GOALS —
[1] Transcribe the passage of the Kenny Rogers article starting with "He was the king" and going on through "81 years old.".
[2] Express every line of the listing that follows the Kenny Rogers article as a numbered list, omitting blank lines and leaving the pictures out.

QUOTED TEXT —
══════

Kenny Rogers, Country Legend, Dead at 81

He was the king of crossover hits long before Garth Brooks.

One of the most decorated and beloved musical artists of the 1970s and 1980s has passed.

Yahoo (“Crossover country superstar Kenny Rogers dies at age 81“):

Kenny Rogers has died, according to his publicist, Keith Hagan. A statement released by Hagan on Friday evening says the country legend “passed away peacefully at home from natural causes under the care of hospice and surrounded by his family.” Rogers was 81 years old.

During his six-decade, genre-hopping career, Rogers released 65 albums and sold more than 165 million records, making him one of the most successful recording artists of all time. A massive crossover star, he not only scored 24 No. 1 hits on the Billboard country chart, but more than 120 hits across various genre charts — including his 1978 signature story song “The Gambler,” which inspired five television movies and was selected for preservation in the National Recording Registry by the Library of Congress. A Country Music Hall of Fame inductee in 2013, Rogers also won three Grammy Awards, 13 American Music Awards, six Country Music Association Awards, the CMA Willie Nelson Lifetime Achievement Award, and the CMT Artist of a Lifetime Award.

══════

(Listing of object locations)
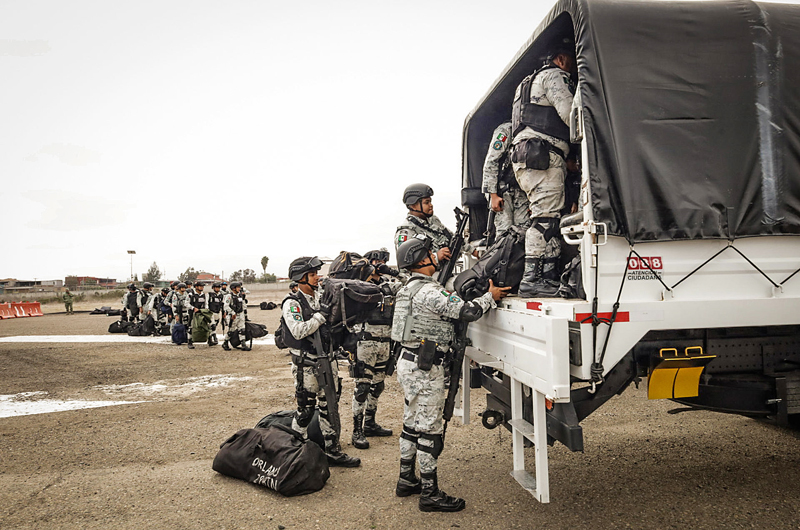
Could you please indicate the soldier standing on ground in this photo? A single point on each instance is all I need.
(303, 316)
(423, 324)
(68, 297)
(233, 305)
(540, 117)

══════

SOLUTIONS BELOW —
[1]
He was the king of crossover hits long before Garth Brooks.

One of the most decorated and beloved musical artists of the 1970s and 1980s has passed.

Yahoo (“Crossover country superstar Kenny Rogers dies at age 81“):

Kenny Rogers has died, according to his publicist, Keith Hagan. A statement released by Hagan on Friday evening says the country legend “passed away peacefully at home from natural causes under the care of hospice and surrounded by his family.” Rogers was 81 years old.

[2]
1. Could you please indicate the soldier standing on ground in this photo? A single point on each instance is all I need.
2. (303, 316)
3. (423, 324)
4. (68, 297)
5. (233, 305)
6. (540, 117)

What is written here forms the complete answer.